:: WHAT IS BEING ASKED ::
The reply should contain each record below, returned exactly as given.

:: RECORDS ::
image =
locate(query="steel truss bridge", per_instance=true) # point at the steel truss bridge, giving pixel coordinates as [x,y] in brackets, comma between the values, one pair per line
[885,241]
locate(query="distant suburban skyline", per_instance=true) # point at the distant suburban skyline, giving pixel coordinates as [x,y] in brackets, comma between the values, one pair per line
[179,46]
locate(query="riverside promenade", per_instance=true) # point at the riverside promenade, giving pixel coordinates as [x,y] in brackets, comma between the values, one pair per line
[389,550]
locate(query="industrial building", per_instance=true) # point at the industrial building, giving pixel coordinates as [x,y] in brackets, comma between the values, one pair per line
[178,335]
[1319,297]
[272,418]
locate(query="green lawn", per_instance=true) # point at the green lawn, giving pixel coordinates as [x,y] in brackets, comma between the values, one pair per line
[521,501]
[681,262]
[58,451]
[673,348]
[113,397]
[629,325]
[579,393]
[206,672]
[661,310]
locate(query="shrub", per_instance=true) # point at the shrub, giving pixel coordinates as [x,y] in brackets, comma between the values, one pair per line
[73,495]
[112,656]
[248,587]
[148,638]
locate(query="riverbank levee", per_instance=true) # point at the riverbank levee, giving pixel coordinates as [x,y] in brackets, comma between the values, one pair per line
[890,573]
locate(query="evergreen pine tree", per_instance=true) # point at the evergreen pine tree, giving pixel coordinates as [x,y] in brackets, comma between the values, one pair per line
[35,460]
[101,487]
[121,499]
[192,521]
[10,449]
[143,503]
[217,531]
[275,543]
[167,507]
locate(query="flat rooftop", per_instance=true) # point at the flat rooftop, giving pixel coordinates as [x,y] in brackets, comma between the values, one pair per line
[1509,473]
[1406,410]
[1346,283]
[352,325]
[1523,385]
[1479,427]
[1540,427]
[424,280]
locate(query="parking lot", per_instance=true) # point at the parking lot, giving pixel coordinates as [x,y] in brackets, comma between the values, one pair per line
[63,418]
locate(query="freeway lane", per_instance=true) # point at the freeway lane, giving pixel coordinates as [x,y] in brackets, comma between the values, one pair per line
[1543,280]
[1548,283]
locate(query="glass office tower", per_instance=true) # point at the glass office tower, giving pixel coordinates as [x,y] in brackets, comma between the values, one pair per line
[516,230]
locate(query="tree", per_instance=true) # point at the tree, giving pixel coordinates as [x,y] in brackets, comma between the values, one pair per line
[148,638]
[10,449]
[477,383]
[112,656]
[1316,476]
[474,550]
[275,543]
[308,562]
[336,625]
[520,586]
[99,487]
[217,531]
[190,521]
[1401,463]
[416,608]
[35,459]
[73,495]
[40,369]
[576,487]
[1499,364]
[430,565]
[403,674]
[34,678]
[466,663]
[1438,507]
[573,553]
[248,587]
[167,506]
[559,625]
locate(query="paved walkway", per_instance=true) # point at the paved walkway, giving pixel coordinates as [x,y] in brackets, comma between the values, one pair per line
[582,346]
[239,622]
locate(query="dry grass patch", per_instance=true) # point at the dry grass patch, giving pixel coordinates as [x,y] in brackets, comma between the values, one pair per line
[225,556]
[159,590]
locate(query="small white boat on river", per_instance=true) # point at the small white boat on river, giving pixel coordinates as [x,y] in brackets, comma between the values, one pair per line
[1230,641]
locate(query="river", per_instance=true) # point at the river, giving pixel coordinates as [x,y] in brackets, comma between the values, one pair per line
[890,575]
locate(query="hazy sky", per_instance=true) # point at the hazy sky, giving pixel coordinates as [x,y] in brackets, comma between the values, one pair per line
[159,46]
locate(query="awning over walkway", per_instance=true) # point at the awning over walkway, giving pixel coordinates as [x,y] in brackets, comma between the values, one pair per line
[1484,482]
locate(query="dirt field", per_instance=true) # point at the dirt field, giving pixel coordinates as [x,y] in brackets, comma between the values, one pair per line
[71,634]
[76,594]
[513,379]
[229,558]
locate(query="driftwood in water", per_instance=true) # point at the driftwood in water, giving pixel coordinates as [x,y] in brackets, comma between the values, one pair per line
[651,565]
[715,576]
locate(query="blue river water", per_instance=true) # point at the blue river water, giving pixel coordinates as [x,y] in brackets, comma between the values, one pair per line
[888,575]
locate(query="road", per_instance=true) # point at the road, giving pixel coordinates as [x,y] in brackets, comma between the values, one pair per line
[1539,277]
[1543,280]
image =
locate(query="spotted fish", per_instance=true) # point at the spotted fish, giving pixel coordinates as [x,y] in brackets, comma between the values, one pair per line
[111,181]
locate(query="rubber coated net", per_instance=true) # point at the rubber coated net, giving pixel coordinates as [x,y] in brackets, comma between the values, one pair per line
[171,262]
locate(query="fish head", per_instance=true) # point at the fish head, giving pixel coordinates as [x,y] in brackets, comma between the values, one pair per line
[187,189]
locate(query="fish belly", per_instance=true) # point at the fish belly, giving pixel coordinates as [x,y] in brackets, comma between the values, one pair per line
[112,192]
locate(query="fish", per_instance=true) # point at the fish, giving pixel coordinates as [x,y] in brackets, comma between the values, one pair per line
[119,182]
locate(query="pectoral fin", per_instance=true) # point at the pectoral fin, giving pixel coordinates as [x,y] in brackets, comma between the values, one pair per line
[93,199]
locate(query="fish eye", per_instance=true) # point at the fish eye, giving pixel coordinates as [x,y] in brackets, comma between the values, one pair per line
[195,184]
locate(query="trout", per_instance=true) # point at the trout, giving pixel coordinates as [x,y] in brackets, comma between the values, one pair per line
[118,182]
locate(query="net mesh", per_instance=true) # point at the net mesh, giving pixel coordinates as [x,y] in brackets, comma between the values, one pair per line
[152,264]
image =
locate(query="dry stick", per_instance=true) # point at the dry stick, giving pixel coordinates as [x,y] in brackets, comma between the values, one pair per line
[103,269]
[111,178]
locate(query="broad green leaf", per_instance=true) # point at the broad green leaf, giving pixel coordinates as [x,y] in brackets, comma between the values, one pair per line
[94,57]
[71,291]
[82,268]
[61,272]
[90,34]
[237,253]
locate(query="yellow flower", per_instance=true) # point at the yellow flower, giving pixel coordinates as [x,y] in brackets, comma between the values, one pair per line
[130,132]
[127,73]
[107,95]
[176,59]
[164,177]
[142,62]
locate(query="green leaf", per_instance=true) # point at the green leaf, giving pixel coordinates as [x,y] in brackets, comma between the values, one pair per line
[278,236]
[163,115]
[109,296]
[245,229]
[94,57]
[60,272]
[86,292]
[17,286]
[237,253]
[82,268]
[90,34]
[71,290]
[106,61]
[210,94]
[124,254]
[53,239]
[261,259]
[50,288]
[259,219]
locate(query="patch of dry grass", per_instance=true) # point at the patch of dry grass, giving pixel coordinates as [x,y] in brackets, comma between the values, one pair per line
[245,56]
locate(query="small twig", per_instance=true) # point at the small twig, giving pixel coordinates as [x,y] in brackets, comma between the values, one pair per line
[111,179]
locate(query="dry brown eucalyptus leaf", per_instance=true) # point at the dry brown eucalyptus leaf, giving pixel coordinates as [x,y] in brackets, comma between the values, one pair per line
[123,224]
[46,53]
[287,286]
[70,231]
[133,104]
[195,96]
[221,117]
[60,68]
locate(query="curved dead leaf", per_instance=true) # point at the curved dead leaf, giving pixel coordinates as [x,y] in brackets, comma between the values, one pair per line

:: SOLUTION FOR THIS TASK ::
image =
locate(query="steel truss bridge", per_instance=true) # point at the steel truss bridge, giving pixel coordinates as [x,y] in brackets, comma between the values, one pair per line
[885,241]
locate(query="distant suburban skyline", per_instance=true) # point at the distant suburban skyline, giving pixel coordinates as [x,y] in brackets, comma between the values, one pair per line
[179,46]
locate(query="riverside promenade", per_instance=true) # point at the riverside promenade, giving pixel coordinates as [x,y] in brackets, comma between the values, one pair per line
[389,550]
locate(query="industrial building", per_instance=true) # point at the industrial building, giving pixel coordinates as [x,y] in brackets, comma between the values, one pair per line
[178,335]
[1319,297]
[272,418]
locate(query="green lawn", per_instance=true) # point at the green lawn, giving pixel coordinates as [x,y] in brackets, comma between the values, one pair per line
[521,501]
[681,262]
[58,451]
[673,348]
[113,397]
[629,325]
[579,393]
[206,672]
[661,310]
locate(query="shrub", per_instance=true) # point at the shrub, giving pixel coordinates as [x,y] in brackets, comma between the values, one pair per line
[73,495]
[112,656]
[248,587]
[148,638]
locate(query="riverbank levee", per_instance=true) # point at the riverbank levee, giving pixel coordinates as [x,y] in brackets, comma between the values, one pair per line
[890,573]
locate(query="evergreen pine tree", per_instance=true) # point at the evergreen pine tree, giving pixel coordinates as [x,y] in brackets, comma between the values, one pair per line
[35,460]
[101,487]
[121,499]
[192,521]
[10,449]
[143,503]
[217,531]
[275,543]
[167,507]
locate(query="flat rooftop", per_instance=true) # point at the flat rooftop, giving pixel coordinates as [x,y] in brackets, comma between the values, one pair per line
[1509,473]
[1406,410]
[1346,283]
[352,325]
[1523,385]
[1479,427]
[1540,427]
[424,280]
locate(query="parking lot", per_instance=true) # point at the parking lot, giving pixel coordinates as [x,y] in brackets, comma between the values, one pair per line
[63,418]
locate(query="freeway lane", per_instance=true) # point at the freeway lane, giving pixel coordinates as [x,y] in brackets, comma between the values, one pair per line
[1543,280]
[1548,283]
locate(query="glass office tower", per_instance=true) # point at the glass office tower, giving pixel coordinates as [x,y] in brackets, comma between the values, one pair per line
[516,230]
locate(query="tree", per_instance=true) # point at the tree, giving pixel coordinates as [x,y] in brackets, comma between the values, one pair per line
[148,638]
[10,449]
[477,383]
[112,656]
[1316,476]
[474,550]
[275,543]
[308,562]
[336,625]
[520,586]
[99,487]
[217,531]
[190,521]
[1401,463]
[416,608]
[35,459]
[73,495]
[40,369]
[576,487]
[1499,364]
[430,565]
[403,674]
[34,678]
[466,663]
[1438,507]
[573,553]
[248,587]
[167,506]
[559,625]
locate(query="paved walkway", per_instance=true) # point at the paved walkway, giving pixel coordinates as [x,y] in brackets, comma between the values, one pair per line
[582,346]
[239,622]
locate(query="dry grass patch", per_instance=true) # point at the dry grass patch, giving pixel coordinates as [x,y] in brackets, comma between the values, one pair per line
[225,556]
[159,590]
locate(query="small white boat on river", per_instance=true) # point at the small white boat on river, giving pixel coordinates as [x,y] in brackets, comma between the values, one pair per line
[1230,641]
locate(query="river", per_instance=true) # point at the river, giving pixel coordinates as [x,y] in brackets, comma between the values, one pair per line
[890,575]
locate(query="hazy sky", per_instance=true) # point at the hazy sky, giving pixel coordinates as [x,y] in brackets, comma between the values, one pair per line
[159,46]
locate(query="awning over walkway", per_instance=true) # point at the awning over walkway, giving pixel coordinates as [x,y] in brackets, comma between the values, one pair per line
[1484,482]
locate(query="dirt field", per_instance=true) # point at the dirt field, giving pixel coordinates as [x,y] in brackets, comma between the values, one pair per line
[71,634]
[76,594]
[513,379]
[229,558]
locate(query="driftwood in water", per_instance=true) # point at the driftwood in water, giving pixel coordinates as [x,y] in brackets, comma between the values, one pair per line
[651,565]
[715,576]
locate(query="blue river water", per_instance=true) # point at the blue river water, giving pixel coordinates as [x,y] in brackets, comma between the values, one pair per line
[888,575]
locate(query="road", per_instance=true) # point at the road, giving pixel coordinates as [x,y] in brackets, comma between the values, one pair per line
[1539,277]
[1543,280]
image =
locate(query="spotted fish", per_instance=true) # point at the spotted fish, giving pixel coordinates as [x,y] in brackets, comma between the values, one pair per line
[111,181]
locate(query="rubber coated net", per_instance=true) # point at the rubber coated net, giving pixel coordinates as [x,y] in brackets, comma between the values, one pair per line
[171,262]
locate(query="fish head", per_instance=true) # point at the fish head, giving pixel coordinates as [x,y] in brackets, comma between the values, one pair per line
[187,189]
locate(query="fish belly", per_instance=true) # point at the fish belly, giving pixel coordinates as [x,y] in brackets, comma between the values, one pair per line
[112,192]
locate(query="fish", per_instance=true) # point at the fish, giving pixel coordinates as [x,y] in brackets, comma between the values, one pair per line
[119,182]
locate(query="pectoral fin", per_instance=true) # point at the pectoral fin, giving pixel coordinates as [x,y] in brackets, comma between the values, one pair per line
[93,199]
locate(query="fish eye", per_instance=true) # point at the fish eye, giving pixel coordinates as [x,y] in brackets, comma between the values, one pair per line
[195,184]
locate(query="trout", per_instance=true) # point at the trout, giving pixel coordinates as [x,y] in brackets, comma between the values, one pair per line
[118,182]
locate(query="net mesh", per_instance=true) # point at the net mesh, giving pixel coordinates as [x,y] in brackets, comma between the values, one pair per line
[152,264]
image =
locate(query="dry stick", per_instance=true) # point at the dry stick, giving pixel coordinates as [x,y] in brackets, comma between the values, one pair per line
[103,269]
[111,178]
locate(query="broad green leaf", per_instance=true) # point at the broad green leaf, giving pixel coordinates as [x,y] in brackets, comma between the values, one pair per line
[94,57]
[71,291]
[82,268]
[61,272]
[90,34]
[237,253]
locate(query="yellow flower", per_instance=true) # point at the yellow flower, giving pixel coordinates as [x,y] in brackets, comma between the values, one pair per line
[130,132]
[127,73]
[107,95]
[176,59]
[164,177]
[142,62]
locate(query="green leaf", per_instance=true) # point at the green leaf, giving pixel coordinates as [x,y] in brackets, comma between the values, one pair per line
[278,236]
[163,115]
[109,296]
[245,229]
[94,57]
[60,272]
[86,292]
[17,286]
[237,253]
[82,268]
[90,34]
[71,290]
[106,61]
[210,94]
[124,254]
[53,239]
[261,259]
[50,288]
[259,219]
locate(query="patch of dry grass", per_instance=true) # point at the patch of dry grass, giving pixel coordinates as [x,y] in brackets, comma between the values, one pair per line
[245,56]
locate(query="small twig", per_instance=true) # point at the small twig, giving pixel coordinates as [x,y] in brackets, comma between the values, one pair per line
[111,179]
locate(query="dry brown eucalyptus leaf", per_instance=true) # point at the dry brown eucalyptus leaf, giving pixel coordinates as [x,y] in brackets, comma between the values, one pair per line
[123,224]
[46,53]
[287,286]
[70,231]
[133,104]
[195,96]
[221,117]
[60,68]
locate(query="curved dead leaf", per_instance=true) # point at the curved dead leaf, giving pixel coordinates as [x,y] in brackets, comma between the values, one pair per line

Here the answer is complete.